Assignment
Extend the piece on the history of the Staten Island land now called Miller Field, starting right after its final sentence.

Text block Block Start

A vast stretch of greenery on Staten Island is home to soccer and baseball games, Boys and Girls Scout camps and New Dorp High School. Very few people who gather there know, however, the history of the land beneath them.
The site near the borough’s Lower Bay started off as one of the nation’s first children’s hospitals in the 1800s, at a time when very few medical facilities exclusively treated women and newborns. Later, the building transitioned into a World War II hospital, where soldiers received treatment until 1951.
A nursing home then replaced it but Robert Moses, the iconic New York City urban planner, had other plans. He decided the burgeoning Staten Island population needed a major highway. The building that once housed historic hospitals was demolished, along with its long history.
Now, 72 years after New York City seized the land by eminent domain, the highway Moses proposed is nowhere to be found, and Miller Field sits in its place. But a few Staten Islanders remember the land’s history.

Text block Block End
Exercise data Block Start

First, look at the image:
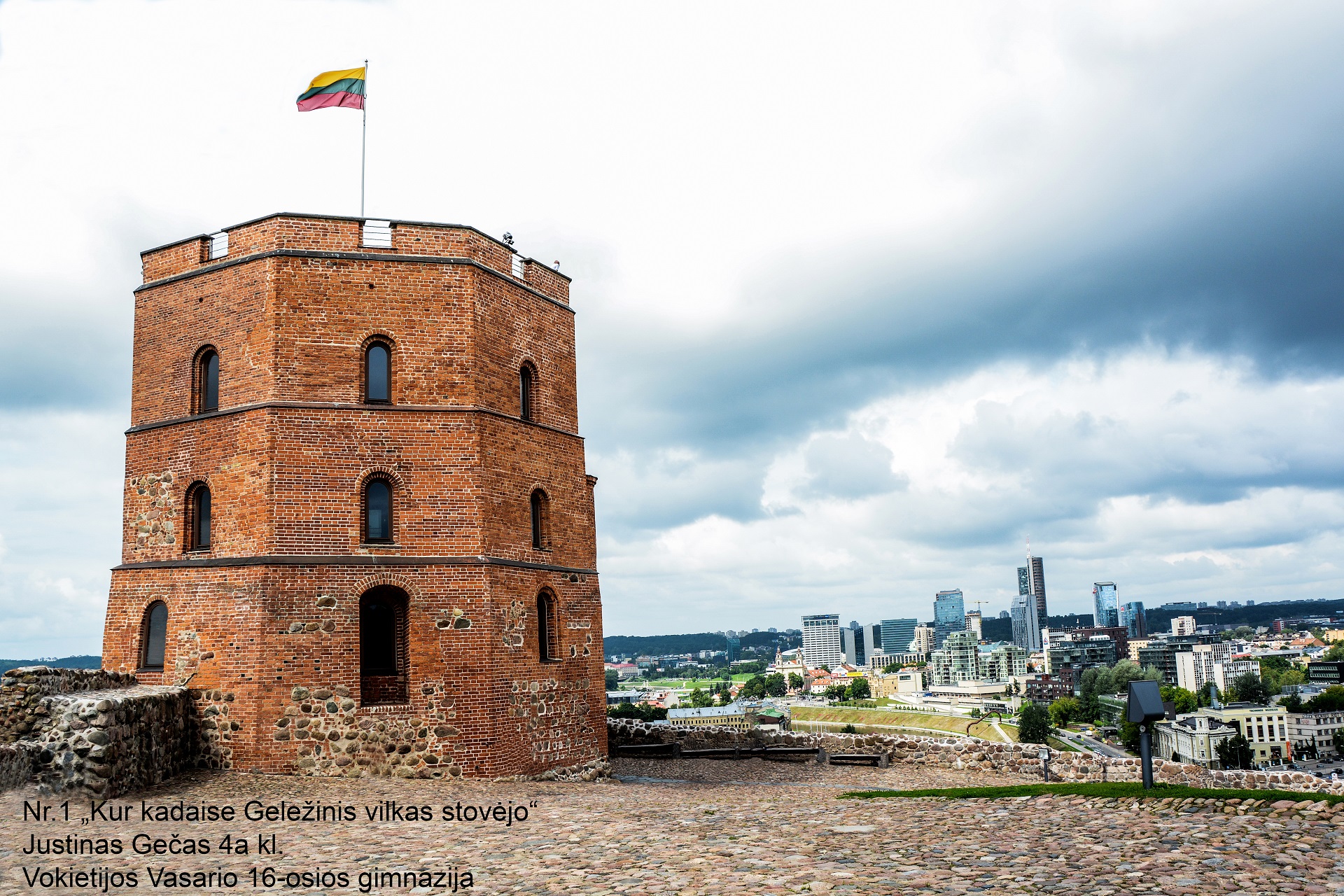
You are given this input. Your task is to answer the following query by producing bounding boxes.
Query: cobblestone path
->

Exercise data Block End

Response for this exercise
Robert Straniere, 82, recalls bits and pieces about the soldiers’ hospital. A World War II-era photo he carries around with him helps: a picture of his smiling father in his military uniform hugging his mother, with 3-year-old Straniere in the middle.
In the army during the war, Nicholas Straniere worked in a post office in Manhattan, returning home to Staten Island every night. But he got pneumonia and wound up at the Staten Island Area Station Hospital in the New Dorp neighborhood.
Robert Straniere’s memories of that time are vague, but he does remember playing “June Is Busting Out All Over,” from the 1945 Broadway musical “Carousel” by Rodgers and Hammerstein, on a jukebox there. He also remembers the joy of visiting his father as he recuperated and taking long walks with him along New Dorp Beach on the island’s eastern shore, when he was allowed to leave the hospital, and going to an amusement park nearby.
“Some things you remember even when you’re very young,” he said.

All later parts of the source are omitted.